** REQUIRED WORK **
Both the line containing "Target: tree line" and the line containing "Target: large green tree" belong to the span. Output exactly that span from the listing below, and nothing outside it.

** EXTRACTED ENTRIES **

--- --- ---

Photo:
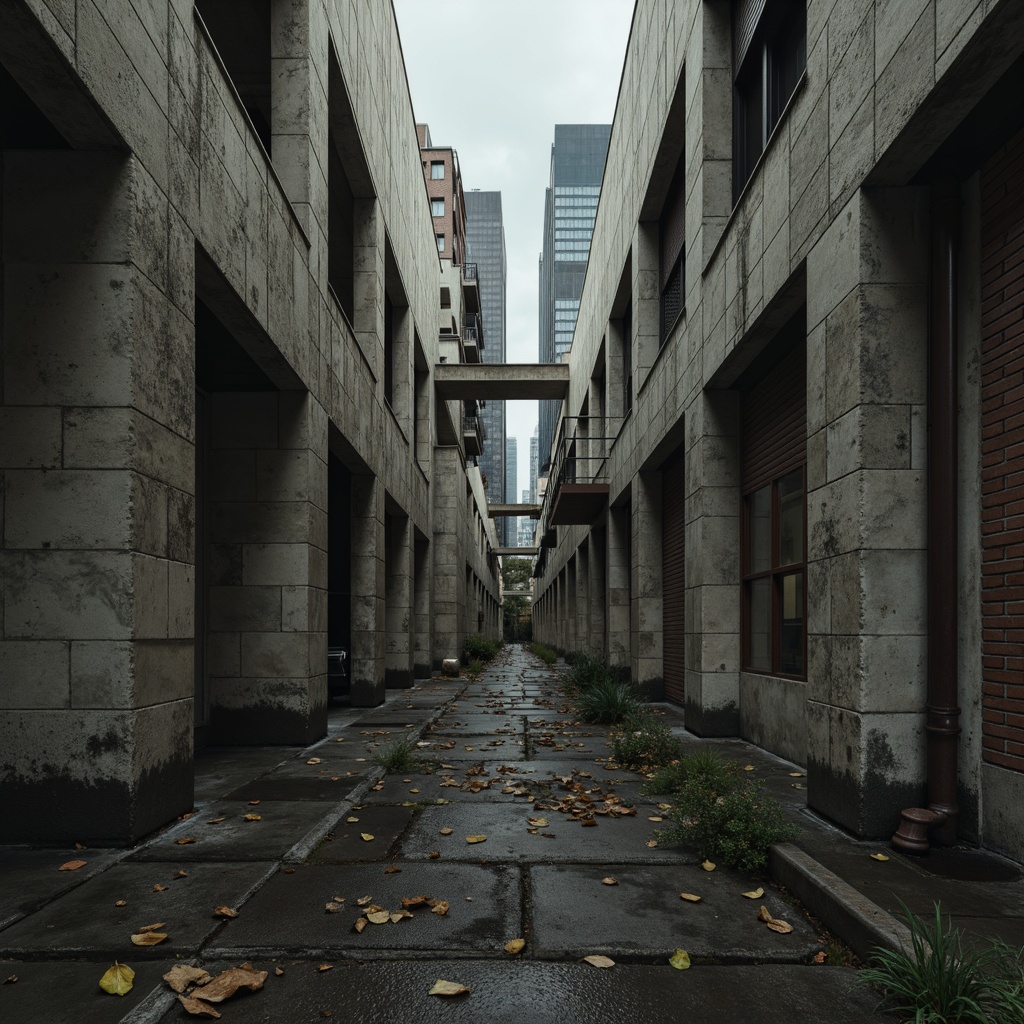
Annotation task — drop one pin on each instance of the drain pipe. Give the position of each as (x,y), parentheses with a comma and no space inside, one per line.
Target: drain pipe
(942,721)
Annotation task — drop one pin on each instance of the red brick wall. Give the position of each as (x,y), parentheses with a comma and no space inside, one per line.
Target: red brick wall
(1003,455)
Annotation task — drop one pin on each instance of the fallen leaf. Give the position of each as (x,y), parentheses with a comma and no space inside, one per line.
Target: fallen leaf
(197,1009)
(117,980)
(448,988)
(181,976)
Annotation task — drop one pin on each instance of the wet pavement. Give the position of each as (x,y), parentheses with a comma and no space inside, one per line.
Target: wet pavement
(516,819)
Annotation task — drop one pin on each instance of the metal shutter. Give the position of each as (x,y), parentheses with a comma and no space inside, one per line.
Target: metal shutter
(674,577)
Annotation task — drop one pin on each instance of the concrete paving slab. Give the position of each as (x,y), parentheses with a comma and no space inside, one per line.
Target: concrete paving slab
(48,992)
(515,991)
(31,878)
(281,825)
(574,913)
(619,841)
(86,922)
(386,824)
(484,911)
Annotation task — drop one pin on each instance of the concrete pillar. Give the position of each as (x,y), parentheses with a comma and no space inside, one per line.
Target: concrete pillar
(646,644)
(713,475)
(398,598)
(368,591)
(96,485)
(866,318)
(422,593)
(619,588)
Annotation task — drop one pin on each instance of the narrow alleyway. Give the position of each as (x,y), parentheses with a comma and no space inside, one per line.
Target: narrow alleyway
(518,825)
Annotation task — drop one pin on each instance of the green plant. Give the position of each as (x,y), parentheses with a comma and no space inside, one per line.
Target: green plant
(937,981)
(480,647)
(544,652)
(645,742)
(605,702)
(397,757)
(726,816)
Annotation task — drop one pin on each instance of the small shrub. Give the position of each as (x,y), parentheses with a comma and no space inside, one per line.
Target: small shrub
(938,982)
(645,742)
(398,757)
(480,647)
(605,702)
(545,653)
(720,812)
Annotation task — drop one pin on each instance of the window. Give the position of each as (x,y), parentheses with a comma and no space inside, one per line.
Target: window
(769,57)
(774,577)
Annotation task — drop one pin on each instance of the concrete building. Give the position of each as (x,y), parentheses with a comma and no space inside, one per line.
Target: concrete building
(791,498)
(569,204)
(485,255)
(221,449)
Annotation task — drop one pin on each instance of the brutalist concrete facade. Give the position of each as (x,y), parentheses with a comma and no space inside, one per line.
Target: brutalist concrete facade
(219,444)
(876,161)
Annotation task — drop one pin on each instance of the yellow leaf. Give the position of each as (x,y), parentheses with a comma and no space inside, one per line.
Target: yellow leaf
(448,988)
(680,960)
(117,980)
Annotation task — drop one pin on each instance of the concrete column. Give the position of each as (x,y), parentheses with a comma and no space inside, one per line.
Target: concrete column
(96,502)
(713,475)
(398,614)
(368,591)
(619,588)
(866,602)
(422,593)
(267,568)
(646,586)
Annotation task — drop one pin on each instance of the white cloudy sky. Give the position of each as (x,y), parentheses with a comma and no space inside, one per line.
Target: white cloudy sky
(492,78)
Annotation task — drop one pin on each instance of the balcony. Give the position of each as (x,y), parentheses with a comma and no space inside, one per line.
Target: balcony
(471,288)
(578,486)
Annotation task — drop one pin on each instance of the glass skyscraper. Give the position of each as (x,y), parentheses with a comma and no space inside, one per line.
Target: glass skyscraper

--- --- ---

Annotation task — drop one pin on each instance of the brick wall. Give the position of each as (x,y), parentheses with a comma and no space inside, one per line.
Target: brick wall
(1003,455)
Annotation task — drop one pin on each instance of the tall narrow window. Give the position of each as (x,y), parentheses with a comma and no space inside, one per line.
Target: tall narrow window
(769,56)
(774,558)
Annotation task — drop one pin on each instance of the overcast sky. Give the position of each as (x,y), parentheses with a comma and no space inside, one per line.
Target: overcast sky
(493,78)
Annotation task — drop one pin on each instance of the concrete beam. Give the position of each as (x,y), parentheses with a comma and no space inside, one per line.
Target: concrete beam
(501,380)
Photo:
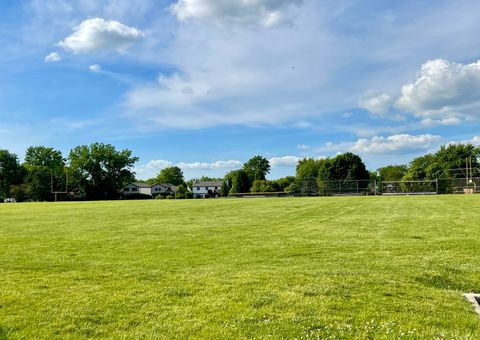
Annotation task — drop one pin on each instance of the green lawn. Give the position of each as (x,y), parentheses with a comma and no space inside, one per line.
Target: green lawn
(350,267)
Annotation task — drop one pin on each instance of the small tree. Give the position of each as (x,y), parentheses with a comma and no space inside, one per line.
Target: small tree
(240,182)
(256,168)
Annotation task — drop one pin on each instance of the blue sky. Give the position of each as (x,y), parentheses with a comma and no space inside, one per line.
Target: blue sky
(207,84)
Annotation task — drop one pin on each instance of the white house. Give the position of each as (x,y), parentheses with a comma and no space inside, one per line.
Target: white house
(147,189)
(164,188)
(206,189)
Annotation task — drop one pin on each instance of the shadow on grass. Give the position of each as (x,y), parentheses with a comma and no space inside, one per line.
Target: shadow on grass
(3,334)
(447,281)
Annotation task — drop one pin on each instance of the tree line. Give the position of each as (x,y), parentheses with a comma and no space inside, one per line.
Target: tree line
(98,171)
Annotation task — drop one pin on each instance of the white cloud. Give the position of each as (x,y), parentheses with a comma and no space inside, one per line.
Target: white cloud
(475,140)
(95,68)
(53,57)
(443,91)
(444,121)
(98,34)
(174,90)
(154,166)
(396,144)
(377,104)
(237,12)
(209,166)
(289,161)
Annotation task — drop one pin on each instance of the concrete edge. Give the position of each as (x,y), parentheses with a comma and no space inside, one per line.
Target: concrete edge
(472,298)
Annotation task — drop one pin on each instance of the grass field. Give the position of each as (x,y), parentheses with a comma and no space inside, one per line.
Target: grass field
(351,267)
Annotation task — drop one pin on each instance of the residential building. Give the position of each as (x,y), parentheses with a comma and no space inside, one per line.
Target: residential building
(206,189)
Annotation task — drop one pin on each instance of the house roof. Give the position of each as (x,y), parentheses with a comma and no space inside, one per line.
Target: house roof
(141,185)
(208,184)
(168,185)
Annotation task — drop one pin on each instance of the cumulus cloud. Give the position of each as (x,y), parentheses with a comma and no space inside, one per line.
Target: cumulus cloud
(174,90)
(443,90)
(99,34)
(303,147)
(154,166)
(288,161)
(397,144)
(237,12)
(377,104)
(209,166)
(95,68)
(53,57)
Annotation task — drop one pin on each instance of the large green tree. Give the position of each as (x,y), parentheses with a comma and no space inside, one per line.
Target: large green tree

--- --- ---

** THE ANSWER **
Target: tree line
(98,171)
Annotation task — drop one pin on each instance of the white cloud. Give the position of each as (x,y), parentheses with a comma and no space inside, one per line.
Target: white cloud
(475,140)
(95,68)
(53,57)
(443,91)
(444,121)
(98,34)
(174,90)
(154,166)
(396,144)
(377,104)
(237,12)
(209,166)
(289,161)
Annotation task — drop one pin on each instance of the concrete edge. Give the position of each as (x,y), parentheses with a comma and no space inside, one per line.
Target: concrete edge
(472,298)
Annotation task — drop one pin on each instance of the grass field. Give the position of each as (x,y), parentheses with a comma and no space inside, one per line.
Target: grass field
(351,267)
Annotation task — drop one pin on each instance of the residential building. Give the position of each as (x,y), parentheses with a comma and no space inside, one per line.
Target: residential building
(206,189)
Annotation task — drop one pin on each instance of the house roof. Give the position of each as (x,y), parentheses with a comma and no space inside, one per line.
Target: house roof
(141,185)
(208,184)
(168,185)
Annotation task — drop one pin on each instance of the cumulus cloud. Give the position of each as (x,y), parentheses with a comma and no space inside, one per line.
Target: cumulus cloud
(174,90)
(443,90)
(99,34)
(303,147)
(154,166)
(288,161)
(397,144)
(237,12)
(377,104)
(209,166)
(95,68)
(53,57)
Annotation task — drop one pin on each instance of the large green tree. Give the position of each as (x,y), parentheses with a comma and no space inside, one per line.
Target: large green tree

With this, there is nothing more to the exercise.